#### KUTIPAN TERSEDIA ####

Reporter: Dimas Andi | Editor: Handoyo .
KONTAN.CO.ID - JAKARTA. Pandemi Covid-19 turut berdampak pada permasalahan lingkungan, khususnya keberadaan limbah medis yang jumlahnya besar. Perlu antisipasi yang serius dari berbagai pihak untuk menangani limbah medis tersebut.
Sebelumnya, Kementerian Lingkungan Hidup dan Kehutanan (KLHK) pernah menyebut bahwa jumlah limbah medis penanganan Covid-19 di beberapa daerah meningkat 5—10 kali lipat pada periode Maret—Juli 2021. Sampah-sampah medis Covid-19 sendiri tergolong dalam limbah bahan berbahaya beracun (B3).
Epidemiolog Griffith University Australia Dicky Budiman mengatakan, keberadaan limbah medis menjadi ancaman tersendiri di masa pandemi Covid-19 lantaran penggunaan alat-alat medis cukup masif. Limbah medis tak hanya berasal dari fasilitas kesehatan, melainkan juga lingkungan masyarakat sekitar.
Masker bedah dan alat pelindung diri (APD) yang notabene hanya bisa sekali pakai merupakan contoh barang yang kelak jadi limbah medis terbesar karena frekuensi penggunaannya yang tergolong tinggi. Belum lagi, ada sarung tangan medis, jarum suntik, dan bekas obat-obatan yang bisa dipastikan jumlahnya besar.

####

TENTANG LATIHAN >> Mohon tentukan apakah tiap pernyataan berikut sesuai dengan teks tentang limbah medis Covid-19, dan jawab ya atau tidak beserta kutipan persis dari teks yang menentukannya. (a) Menurut KLHK, limbah medis penanganan Covid-19 di beberapa daerah naik 5—10 kali lipat pada Maret—Juli 2021. (b) Limbah medis hanya berasal dari fasilitas kesehatan. (c) Sampah medis Covid-19 termasuk limbah B3.

#### DATA TINJAUAN ####

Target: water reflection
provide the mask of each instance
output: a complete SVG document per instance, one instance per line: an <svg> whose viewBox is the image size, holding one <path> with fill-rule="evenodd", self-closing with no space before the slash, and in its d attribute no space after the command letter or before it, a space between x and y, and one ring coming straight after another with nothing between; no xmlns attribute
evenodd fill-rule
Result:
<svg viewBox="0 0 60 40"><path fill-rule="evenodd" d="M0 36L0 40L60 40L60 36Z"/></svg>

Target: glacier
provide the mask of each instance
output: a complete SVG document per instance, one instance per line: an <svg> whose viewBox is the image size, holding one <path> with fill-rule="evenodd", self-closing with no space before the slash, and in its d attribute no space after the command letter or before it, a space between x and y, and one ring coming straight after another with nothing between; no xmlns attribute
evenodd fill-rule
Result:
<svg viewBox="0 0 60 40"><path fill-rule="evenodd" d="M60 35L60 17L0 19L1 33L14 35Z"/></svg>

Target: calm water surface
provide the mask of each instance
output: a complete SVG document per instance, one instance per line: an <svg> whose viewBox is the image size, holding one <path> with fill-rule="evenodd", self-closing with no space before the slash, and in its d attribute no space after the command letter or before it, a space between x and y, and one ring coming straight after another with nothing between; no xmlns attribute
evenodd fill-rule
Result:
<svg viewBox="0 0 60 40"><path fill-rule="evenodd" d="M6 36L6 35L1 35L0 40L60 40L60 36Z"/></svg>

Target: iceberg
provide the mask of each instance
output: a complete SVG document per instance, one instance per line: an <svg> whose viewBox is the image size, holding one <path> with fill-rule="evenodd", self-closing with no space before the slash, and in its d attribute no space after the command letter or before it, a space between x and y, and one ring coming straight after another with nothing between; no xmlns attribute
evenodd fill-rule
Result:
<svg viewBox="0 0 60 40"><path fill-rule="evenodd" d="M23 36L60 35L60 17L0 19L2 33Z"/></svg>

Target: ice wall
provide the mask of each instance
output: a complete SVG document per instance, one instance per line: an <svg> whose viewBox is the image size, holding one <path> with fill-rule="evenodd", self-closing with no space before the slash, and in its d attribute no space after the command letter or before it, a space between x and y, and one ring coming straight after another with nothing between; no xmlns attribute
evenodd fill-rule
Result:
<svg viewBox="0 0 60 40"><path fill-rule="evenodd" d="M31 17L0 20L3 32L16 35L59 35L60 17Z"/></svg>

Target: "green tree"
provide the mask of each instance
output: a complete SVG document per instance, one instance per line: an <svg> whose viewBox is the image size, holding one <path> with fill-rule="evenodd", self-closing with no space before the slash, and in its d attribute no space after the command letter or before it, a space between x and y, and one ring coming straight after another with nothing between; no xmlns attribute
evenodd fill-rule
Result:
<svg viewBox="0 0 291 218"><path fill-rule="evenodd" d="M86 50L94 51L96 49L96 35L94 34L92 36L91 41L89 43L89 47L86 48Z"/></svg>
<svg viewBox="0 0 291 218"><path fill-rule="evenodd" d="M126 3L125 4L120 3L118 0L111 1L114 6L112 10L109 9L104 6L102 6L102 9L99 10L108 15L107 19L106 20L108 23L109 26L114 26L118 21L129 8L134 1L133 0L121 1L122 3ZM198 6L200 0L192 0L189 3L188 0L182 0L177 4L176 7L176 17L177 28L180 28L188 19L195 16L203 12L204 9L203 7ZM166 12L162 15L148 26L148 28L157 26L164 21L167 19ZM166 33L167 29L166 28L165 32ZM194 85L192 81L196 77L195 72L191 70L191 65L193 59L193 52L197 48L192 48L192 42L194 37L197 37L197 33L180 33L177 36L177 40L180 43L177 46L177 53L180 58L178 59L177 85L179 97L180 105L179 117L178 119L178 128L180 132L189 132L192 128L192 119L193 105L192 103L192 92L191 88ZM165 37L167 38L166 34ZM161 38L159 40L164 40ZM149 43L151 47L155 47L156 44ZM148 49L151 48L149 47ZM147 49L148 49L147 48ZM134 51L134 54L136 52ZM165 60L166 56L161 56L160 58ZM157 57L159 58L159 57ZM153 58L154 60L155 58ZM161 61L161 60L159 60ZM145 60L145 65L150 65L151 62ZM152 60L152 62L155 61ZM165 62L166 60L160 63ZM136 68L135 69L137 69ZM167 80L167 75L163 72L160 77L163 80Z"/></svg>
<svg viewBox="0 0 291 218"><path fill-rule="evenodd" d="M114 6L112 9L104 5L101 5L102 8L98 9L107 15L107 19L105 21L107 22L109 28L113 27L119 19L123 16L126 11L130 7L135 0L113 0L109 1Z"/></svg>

####

JAWABAN TERTULIS >>
(a) Ya: "jumlah limbah medis penanganan Covid-19 di beberapa daerah meningkat 5—10 kali lipat pada periode Maret—Juli 2021"
(b) Tidak: "Limbah medis tak hanya berasal dari fasilitas kesehatan, melainkan juga lingkungan masyarakat sekitar."
(c) Ya: "Sampah-sampah medis Covid-19 sendiri tergolong dalam limbah bahan berbahaya beracun (B3)."